— start of Article —

Posted by: tehag | July 29, 2010 at 02:44 PM
"I would suspect that a true libertarian / complete free market can work well if you have a society that consists only of people with IQ over 110. I think that the more people with IQ under 110 you have, the worse that libertarianism / free market systems work."
_____________
If all the people with IQs of 109 and under suddenly died, then the IQ distribution will be renormed with 100 being the mean. IQs have been increasing throughout the century, and if you were to compare the mean IQ of today to that of 1900, the average IQ of today would be over 110 in 1900 and the average IQ of 1900 would be under 90 today.
[HS: I don't buy into this explanation of the Flynn Effect, and neither did Arthur Jensen.]
Posted by: Thomass Mann | July 29, 2010 at 03:41 PM
A change in values is more important than a change of laws. If society sees little wrong with loan sharks, and if society sees little wrong with easy access to loaned money that will eventually leads to economic bubbles where one has has to either borrow money or are priced out, which then further leads to defaulting of loans because there's just not enough money floating around to repay these loans, then changes in laws aren't going to do much.

— end of Article —
— start of Record excerpts —

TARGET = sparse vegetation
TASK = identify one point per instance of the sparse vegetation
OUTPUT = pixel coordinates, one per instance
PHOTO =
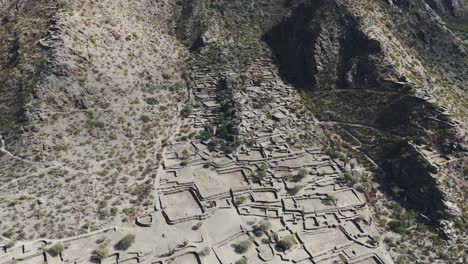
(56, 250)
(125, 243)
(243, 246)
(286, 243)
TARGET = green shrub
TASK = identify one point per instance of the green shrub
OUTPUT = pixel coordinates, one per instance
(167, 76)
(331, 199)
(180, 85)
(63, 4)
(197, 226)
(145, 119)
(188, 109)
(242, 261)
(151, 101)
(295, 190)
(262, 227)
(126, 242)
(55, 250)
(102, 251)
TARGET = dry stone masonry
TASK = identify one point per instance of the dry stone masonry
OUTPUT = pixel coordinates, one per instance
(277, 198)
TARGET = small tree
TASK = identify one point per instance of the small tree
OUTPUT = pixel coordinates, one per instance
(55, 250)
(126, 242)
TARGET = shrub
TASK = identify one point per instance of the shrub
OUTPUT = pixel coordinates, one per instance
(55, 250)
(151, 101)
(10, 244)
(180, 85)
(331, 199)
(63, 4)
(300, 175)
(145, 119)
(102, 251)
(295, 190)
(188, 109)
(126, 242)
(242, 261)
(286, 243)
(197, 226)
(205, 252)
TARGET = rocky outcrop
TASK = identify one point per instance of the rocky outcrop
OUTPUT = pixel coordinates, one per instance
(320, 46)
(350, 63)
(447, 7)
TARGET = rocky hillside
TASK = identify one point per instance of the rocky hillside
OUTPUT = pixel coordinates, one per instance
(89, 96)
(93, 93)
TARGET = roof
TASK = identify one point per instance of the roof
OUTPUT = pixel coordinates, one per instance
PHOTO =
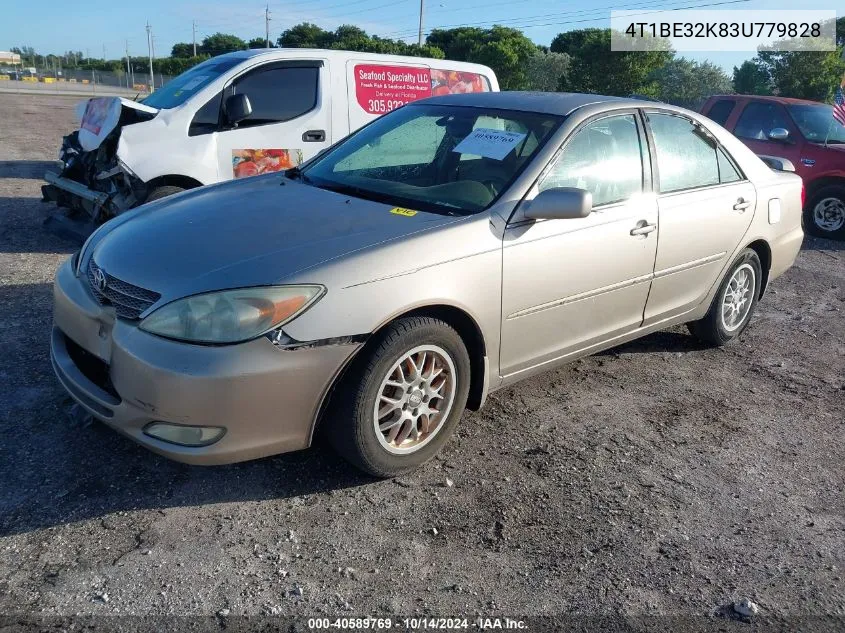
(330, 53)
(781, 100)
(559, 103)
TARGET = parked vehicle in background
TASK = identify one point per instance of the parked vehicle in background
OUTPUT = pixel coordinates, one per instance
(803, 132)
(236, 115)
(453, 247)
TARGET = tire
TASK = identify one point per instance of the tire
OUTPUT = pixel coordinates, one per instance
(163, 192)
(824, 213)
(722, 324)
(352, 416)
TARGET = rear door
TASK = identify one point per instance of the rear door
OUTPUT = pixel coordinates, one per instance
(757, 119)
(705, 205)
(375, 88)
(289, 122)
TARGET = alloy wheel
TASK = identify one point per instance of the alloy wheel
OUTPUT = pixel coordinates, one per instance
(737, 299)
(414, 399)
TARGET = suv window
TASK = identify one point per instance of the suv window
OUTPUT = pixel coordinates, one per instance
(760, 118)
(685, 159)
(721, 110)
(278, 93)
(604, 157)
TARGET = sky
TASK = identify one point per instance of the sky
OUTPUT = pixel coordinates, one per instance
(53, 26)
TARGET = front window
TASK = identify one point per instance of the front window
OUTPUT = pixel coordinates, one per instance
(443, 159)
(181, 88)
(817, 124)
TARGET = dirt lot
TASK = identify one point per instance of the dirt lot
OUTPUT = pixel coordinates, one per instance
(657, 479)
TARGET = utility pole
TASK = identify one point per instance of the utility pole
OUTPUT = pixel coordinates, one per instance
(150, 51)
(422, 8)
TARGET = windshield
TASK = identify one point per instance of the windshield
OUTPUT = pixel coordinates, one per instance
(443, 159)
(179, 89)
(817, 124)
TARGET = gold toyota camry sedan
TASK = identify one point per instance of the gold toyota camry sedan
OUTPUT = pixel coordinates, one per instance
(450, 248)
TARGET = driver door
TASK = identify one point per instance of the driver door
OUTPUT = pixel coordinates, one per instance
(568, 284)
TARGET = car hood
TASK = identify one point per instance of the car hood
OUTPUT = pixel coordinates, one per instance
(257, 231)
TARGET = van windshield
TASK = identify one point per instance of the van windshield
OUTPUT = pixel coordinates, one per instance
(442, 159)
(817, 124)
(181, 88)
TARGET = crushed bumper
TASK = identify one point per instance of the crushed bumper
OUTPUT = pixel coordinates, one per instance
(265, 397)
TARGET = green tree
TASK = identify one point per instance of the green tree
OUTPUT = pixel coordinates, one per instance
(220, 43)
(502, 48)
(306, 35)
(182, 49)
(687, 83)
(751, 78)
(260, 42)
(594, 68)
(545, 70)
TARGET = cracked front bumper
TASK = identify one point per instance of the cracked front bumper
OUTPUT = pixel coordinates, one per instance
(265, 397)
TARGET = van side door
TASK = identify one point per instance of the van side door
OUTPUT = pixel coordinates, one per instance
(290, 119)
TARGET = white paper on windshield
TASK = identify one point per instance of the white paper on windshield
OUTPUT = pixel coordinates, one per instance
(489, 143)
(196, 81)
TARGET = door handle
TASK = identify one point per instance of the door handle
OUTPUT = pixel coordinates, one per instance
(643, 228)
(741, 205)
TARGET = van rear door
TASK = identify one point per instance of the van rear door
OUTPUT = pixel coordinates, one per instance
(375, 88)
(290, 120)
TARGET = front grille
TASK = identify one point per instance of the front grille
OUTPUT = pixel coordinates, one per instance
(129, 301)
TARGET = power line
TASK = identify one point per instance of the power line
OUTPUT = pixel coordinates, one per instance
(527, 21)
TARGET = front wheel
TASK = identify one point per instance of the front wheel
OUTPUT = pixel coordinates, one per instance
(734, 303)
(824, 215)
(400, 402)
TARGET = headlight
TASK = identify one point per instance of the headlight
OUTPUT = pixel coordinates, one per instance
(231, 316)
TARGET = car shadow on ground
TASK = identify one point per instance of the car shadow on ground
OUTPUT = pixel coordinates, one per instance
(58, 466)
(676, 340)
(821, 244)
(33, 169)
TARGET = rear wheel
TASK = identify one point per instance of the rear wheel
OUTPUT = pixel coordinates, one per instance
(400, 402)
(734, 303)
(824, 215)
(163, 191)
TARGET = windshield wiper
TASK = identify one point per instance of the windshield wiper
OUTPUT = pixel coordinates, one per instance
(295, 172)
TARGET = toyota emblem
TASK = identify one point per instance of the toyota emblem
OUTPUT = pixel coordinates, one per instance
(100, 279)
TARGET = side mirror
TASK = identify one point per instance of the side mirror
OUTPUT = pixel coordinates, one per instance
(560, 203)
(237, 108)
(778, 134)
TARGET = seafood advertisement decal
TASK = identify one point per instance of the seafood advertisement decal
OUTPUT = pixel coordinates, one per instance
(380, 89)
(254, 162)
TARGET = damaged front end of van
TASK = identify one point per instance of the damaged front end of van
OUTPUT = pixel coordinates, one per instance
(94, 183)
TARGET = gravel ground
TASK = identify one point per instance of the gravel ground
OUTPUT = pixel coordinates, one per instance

— end of Record excerpts —
— start of Record excerpts —

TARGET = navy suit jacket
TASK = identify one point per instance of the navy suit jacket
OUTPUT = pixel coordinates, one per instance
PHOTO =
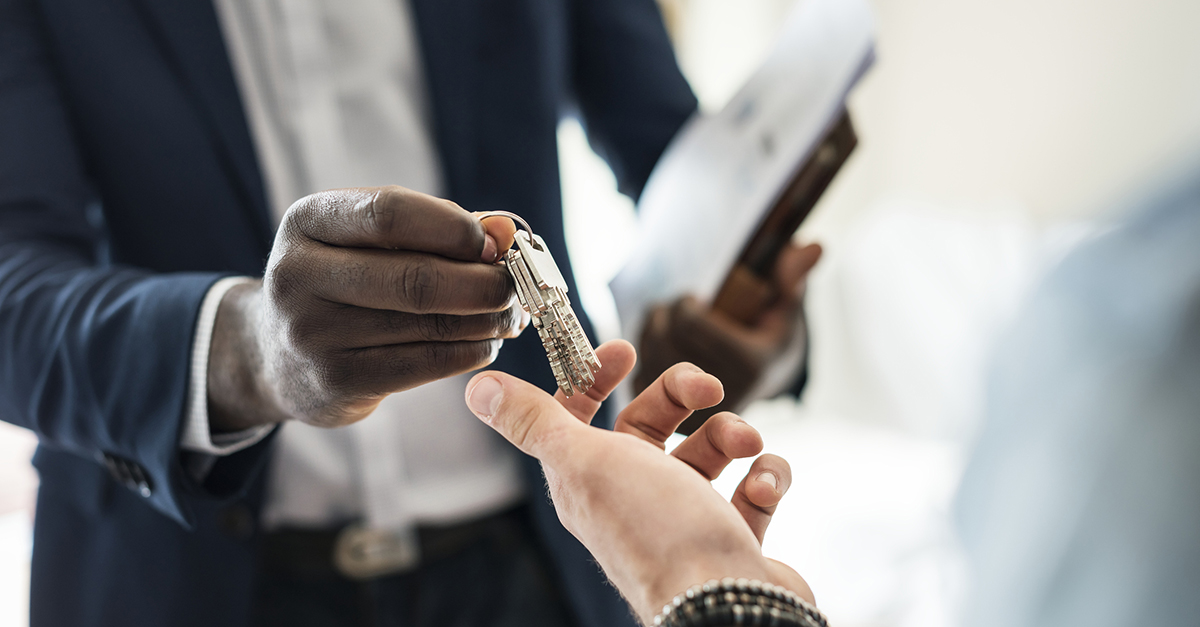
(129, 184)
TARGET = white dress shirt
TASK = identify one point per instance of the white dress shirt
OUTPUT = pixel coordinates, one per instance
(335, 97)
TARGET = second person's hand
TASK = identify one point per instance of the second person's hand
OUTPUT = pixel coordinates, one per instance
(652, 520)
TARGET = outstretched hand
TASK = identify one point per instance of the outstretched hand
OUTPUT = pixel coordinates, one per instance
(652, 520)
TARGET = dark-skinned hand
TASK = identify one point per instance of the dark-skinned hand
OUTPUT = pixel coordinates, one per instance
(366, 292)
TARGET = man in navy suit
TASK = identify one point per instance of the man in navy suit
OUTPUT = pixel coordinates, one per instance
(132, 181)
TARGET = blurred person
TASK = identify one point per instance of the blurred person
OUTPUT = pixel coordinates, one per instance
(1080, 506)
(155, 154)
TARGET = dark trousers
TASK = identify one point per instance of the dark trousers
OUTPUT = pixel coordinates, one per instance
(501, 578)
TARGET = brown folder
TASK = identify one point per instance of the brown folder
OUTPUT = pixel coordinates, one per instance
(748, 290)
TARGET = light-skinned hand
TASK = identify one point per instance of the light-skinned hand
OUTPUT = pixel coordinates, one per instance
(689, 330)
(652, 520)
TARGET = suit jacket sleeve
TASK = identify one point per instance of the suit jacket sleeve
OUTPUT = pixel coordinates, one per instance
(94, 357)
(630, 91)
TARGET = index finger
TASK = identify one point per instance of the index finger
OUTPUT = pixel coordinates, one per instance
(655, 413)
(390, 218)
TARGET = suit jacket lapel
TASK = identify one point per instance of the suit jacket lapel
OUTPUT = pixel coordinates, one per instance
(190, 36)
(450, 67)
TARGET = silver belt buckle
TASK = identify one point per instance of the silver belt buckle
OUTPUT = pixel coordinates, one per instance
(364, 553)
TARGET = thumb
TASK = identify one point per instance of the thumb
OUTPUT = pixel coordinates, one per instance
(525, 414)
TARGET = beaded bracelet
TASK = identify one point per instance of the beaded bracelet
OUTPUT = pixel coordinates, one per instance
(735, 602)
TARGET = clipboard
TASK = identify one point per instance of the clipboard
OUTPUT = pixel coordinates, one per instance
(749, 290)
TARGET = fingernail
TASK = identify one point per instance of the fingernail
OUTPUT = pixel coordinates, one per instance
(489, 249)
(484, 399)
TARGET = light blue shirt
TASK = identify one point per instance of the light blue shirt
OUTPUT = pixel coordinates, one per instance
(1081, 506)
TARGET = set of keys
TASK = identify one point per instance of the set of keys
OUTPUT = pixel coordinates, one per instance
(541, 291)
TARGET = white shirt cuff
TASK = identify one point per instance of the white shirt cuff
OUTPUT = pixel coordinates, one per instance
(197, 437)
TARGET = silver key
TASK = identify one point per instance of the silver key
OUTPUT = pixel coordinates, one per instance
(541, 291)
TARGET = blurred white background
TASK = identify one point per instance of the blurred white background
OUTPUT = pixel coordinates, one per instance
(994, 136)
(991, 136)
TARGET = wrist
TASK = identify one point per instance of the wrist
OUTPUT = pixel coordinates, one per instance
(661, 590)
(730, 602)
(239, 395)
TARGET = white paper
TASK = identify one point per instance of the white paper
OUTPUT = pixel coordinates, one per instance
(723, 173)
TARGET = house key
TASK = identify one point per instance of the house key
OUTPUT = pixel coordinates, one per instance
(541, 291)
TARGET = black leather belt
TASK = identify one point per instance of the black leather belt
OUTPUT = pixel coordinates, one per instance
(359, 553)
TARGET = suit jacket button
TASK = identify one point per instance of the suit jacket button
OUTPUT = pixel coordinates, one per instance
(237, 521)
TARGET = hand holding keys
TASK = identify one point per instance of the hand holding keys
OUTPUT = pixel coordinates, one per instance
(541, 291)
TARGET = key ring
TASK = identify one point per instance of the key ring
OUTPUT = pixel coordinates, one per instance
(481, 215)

— end of Record excerpts —
— start of Record excerpts —

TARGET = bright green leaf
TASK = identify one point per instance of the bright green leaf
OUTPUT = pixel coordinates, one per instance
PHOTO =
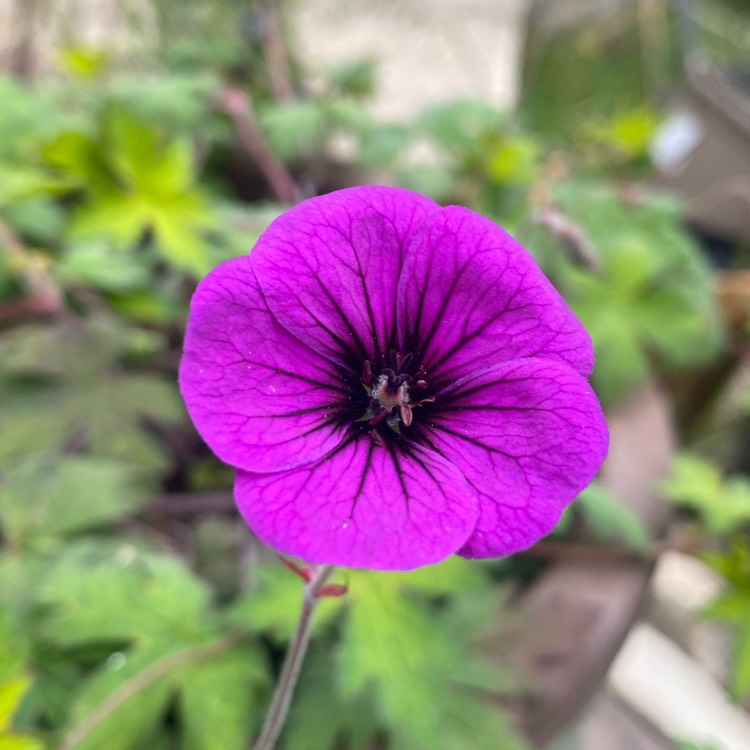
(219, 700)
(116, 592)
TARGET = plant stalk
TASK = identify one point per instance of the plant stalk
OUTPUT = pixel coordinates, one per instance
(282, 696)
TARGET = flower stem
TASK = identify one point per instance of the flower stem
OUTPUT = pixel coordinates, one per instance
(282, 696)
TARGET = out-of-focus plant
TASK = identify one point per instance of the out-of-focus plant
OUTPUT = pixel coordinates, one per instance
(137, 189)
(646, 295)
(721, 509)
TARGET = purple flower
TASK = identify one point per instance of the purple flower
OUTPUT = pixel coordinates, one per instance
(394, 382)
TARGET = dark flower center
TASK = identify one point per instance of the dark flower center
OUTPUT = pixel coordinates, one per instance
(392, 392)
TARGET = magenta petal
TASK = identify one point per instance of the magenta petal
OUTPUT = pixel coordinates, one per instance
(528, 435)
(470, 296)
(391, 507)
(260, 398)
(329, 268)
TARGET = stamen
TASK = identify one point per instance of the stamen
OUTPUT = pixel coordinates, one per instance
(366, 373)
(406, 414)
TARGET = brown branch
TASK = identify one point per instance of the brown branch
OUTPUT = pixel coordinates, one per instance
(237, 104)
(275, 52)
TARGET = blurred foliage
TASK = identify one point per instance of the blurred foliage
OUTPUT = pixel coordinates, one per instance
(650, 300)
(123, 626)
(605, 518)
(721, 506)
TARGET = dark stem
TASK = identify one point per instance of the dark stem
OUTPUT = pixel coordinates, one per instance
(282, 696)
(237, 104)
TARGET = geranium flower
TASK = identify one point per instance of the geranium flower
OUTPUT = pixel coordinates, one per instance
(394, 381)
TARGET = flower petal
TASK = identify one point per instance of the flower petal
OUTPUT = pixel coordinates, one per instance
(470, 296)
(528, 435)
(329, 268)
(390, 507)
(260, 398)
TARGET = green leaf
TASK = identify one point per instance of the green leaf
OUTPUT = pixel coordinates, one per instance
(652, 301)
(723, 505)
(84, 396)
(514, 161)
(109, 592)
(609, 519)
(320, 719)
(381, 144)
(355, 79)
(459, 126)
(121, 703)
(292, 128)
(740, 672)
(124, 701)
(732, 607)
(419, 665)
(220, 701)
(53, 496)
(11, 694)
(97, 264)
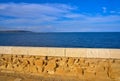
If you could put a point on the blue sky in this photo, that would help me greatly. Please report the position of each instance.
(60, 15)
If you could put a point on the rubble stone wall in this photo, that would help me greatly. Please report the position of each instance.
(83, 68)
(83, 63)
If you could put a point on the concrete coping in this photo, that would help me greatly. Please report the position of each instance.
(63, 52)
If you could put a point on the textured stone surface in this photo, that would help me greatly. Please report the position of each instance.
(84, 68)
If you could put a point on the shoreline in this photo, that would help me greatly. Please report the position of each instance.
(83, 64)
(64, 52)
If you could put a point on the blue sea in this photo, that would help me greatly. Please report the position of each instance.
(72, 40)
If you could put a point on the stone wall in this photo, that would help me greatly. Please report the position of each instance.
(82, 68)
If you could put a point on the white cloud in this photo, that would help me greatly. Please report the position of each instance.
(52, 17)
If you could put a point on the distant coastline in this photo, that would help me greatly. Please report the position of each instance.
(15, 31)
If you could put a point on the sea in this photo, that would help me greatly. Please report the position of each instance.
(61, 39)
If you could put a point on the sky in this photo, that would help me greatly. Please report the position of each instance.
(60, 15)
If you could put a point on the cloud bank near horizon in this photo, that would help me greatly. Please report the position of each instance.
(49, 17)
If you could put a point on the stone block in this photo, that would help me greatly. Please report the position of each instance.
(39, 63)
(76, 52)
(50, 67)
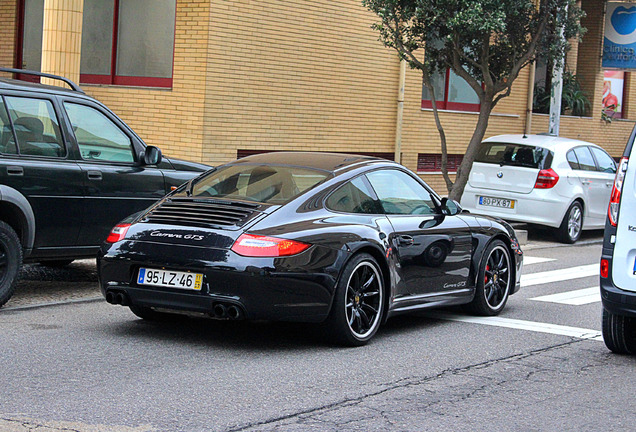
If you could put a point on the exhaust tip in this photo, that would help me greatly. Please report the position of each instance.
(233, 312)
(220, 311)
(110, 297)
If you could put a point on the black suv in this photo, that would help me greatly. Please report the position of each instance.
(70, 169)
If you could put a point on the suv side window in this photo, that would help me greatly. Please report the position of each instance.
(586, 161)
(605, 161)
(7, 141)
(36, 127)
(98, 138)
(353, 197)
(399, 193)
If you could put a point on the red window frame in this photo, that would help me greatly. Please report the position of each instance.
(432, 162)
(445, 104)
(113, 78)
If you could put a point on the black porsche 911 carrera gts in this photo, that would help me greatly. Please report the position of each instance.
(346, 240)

— end of Record excerpts —

Work instructions:
1 > In the comment thread, who does HS say also did not accept this explanation of the Flynn Effect?
2 > Please return everything in the comment thread from "Posted by: tehag" down to "under 90 today.", copied word for word.

Solution set:
1 > Arthur Jensen.

2 >
Posted by: tehag | July 29, 2010 at 02:44 PM
"I would suspect that a true libertarian / complete free market can work well if you have a society that consists only of people with IQ over 110. I think that the more people with IQ under 110 you have, the worse that libertarianism / free market systems work."
_____________
If all the people with IQs of 109 and under suddenly died, then the IQ distribution will be renormed with 100 being the mean. IQs have been increasing throughout the century, and if you were to compare the mean IQ of today to that of 1900, the average IQ of today would be over 110 in 1900 and the average IQ of 1900 would be under 90 today.